PASSAGE CITÉ

------------------------

Les partisans ont voulu émettre un signal symbolique

Par leur „oui“ à l’initiative populaire contre la construction de minarets, les votant-es ont voulu émettre un signal symbolique par rapport à l’extension de l’islam en Suisse. Mais l‘analyse VOX montre aussi que l’approbation de l’interdiction de construction des minarets ne représente nullement un rejet des musulmans de Suisse. En plus de l’opposition gauche-droite, différents paramètres relatifs aux valeurs ont joué un rôle décisif sur le comportement de vote.

C’est à l’occasion des trois objets soumis au vote le 29 novembre 2009 qu’ont été réalisées pour la centième fois les fameuses analyses VOX. Depuis 1977, ce sondage représentatif, effectué après les votations populaires fédérales, révèle qui a voté comment et quels ont été les motifs et arguments décisifs pour le vote. Le point fort de cette 100e analyse VOX réside dans le comportement de vote des citoyens et citoyennes, qui, de manière surprenante, ont accepté l’initiative pour l’interdiction de construire des minarets par 57.5 pour cent des voix.

Forte opposition gauche-droite

Le comportement de vote relatif à l’initiative « contre la construction de minarets » a été fortement marqué par l’opposition gauche-droite : avec 80 pour cent de voix contraires, la gauche l‘a nettement rejetée ; la droite l’a acceptée de manière quasi identique. C’est pourquoi les suffrages du centre politique ont été décisifs pour l’issue de la votation populaire. Les sympathisantes et sympathisants de l’UDC soutenaient l’initiative de manière presque unanime, les partisans des Verts et du PS la rejetaient massivement. Les sympathisant-es du PRD et du PDC ont voté majoritairement contre la recommandation de vote de leur propre parti (54 pour cent de « oui » pour le PDC et 60 pour cent pour le PRD).

Le verdict populaire ne s’explique pas seulement par la xénophobie et la résistance contre la globalisation et la perte d’identité qui en découle pour la Suisse. En effet, même les citoyennes et citoyens qui s’exprimaient pour l’égalité des chances entre Suisses et étrangers, respectivement en faveur d’une Suisse ouverte et moderne, votaient à hauteur de 40 pour cent pour l’interdiction de construction des minarets.

Aucune différence entre les sexes, mais les femmes de gauche particulièrement opposées

S’agissant des caractéristiques sociétales, c’est le niveau de formation qui a exercé l’influence la plus forte sur le vote. Quiconque avait terminé un apprentissage votait „oui“ à 76 pour cent. Les personnes ayant fréquenté une école professionnelle d’un niveau plus élevé ou une haute école n’étaient que 48 pour cent, respectivement 34 pour cent, à approuver l’interdiction de construction des minarets. Les chrétiens tant protestants que catholiques ont été 60 pour cent à accepter l’initiative, alors que les personnes sans religion la rejetaient.

------------------------

EXTRAIT DE DONNÉES
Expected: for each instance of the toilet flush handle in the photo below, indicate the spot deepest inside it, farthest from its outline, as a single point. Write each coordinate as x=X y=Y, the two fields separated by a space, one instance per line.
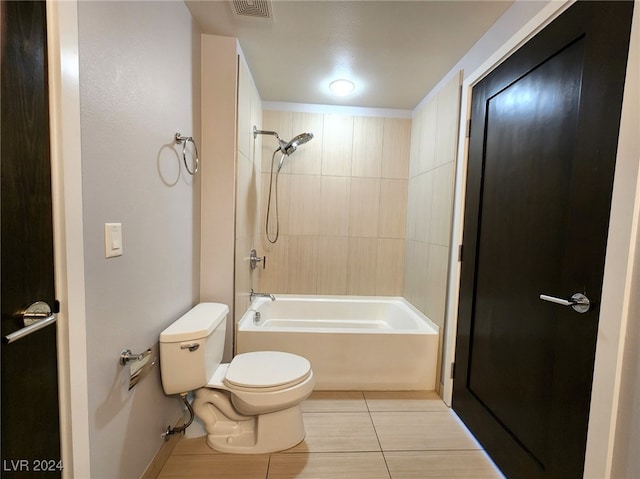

------------------------

CONSIGNE
Modifiez le passage sur la votation contre les minarets, du début « Le comportement de vote relatif » jusqu'à la fin « pour le PRD). », en y remplaçant « UDC » par « Union démocratique du centre ».

RÉPONSE
Le comportement de vote relatif à l’initiative « contre la construction de minarets » a été fortement marqué par l’opposition gauche-droite : avec 80 pour cent de voix contraires, la gauche l‘a nettement rejetée ; la droite l’a acceptée de manière quasi identique. C’est pourquoi les suffrages du centre politique ont été décisifs pour l’issue de la votation populaire. Les sympathisantes et sympathisants de l’Union démocratique du centre soutenaient l’initiative de manière presque unanime, les partisans des Verts et du PS la rejetaient massivement. Les sympathisant-es du PRD et du PDC ont voté majoritairement contre la recommandation de vote de leur propre parti (54 pour cent de « oui » pour le PDC et 60 pour cent pour le PRD).